- _EXERCISE AIM_
Format everything from the line containing "request: trace the outline of every instance of the green" down to the line containing "211], [136, 175]]" as a numbered list, omitting blank lines.

────────────────

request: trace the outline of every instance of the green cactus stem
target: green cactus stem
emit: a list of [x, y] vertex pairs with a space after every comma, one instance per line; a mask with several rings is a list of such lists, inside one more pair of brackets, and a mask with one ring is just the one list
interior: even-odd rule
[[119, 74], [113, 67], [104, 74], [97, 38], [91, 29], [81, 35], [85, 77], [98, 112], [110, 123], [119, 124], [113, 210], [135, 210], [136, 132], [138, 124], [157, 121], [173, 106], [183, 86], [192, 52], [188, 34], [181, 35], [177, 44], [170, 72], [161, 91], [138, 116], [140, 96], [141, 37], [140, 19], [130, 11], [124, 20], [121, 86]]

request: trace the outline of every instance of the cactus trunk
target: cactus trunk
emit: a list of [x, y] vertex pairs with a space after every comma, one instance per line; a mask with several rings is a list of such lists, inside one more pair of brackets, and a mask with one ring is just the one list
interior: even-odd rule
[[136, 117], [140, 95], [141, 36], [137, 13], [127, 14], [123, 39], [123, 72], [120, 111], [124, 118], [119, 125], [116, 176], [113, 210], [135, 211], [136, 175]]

────────────────

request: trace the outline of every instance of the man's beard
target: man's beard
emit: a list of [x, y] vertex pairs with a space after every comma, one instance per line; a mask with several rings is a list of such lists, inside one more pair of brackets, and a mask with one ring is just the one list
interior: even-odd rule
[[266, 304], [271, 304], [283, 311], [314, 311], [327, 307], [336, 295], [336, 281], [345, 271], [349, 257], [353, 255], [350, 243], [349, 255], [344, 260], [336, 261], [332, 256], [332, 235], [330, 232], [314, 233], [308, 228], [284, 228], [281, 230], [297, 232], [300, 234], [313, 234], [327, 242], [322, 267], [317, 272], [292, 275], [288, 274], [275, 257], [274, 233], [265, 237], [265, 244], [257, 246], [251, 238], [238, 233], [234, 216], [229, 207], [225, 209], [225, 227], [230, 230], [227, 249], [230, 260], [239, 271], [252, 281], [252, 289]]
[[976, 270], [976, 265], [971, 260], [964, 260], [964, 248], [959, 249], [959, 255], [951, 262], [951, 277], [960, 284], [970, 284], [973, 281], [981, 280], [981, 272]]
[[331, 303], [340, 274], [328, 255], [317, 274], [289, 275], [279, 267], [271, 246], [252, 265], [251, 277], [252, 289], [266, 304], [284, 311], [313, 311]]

────────────────

- _CORRECT OUTPUT_
1. request: trace the outline of every instance of the green cactus stem
2. target: green cactus stem
3. emit: a list of [x, y] vertex pairs with a space after every comma, one instance per line; a mask with several rings is a list of such lists, inside one more pair of brackets, and a mask with one ring is just the one list
4. interior: even-odd rule
5. [[119, 74], [113, 67], [104, 74], [97, 38], [91, 29], [81, 35], [85, 77], [98, 112], [110, 123], [119, 124], [113, 210], [135, 210], [136, 132], [138, 124], [157, 121], [173, 106], [183, 86], [192, 52], [188, 34], [181, 35], [177, 44], [170, 72], [161, 91], [138, 116], [140, 96], [141, 37], [140, 19], [130, 11], [124, 20], [121, 86]]
6. request: trace the outline of every instance of the cactus trunk
7. target: cactus trunk
8. emit: a list of [x, y] vertex pairs with a space after every comma, one instance per line; a mask with several rings is a list of such lists, inside one more pair of brackets, and a mask with one ring is just the one list
9. interior: even-odd rule
10. [[136, 117], [140, 95], [141, 36], [137, 13], [127, 14], [123, 39], [123, 72], [120, 111], [124, 118], [119, 125], [116, 176], [113, 210], [135, 211], [136, 175]]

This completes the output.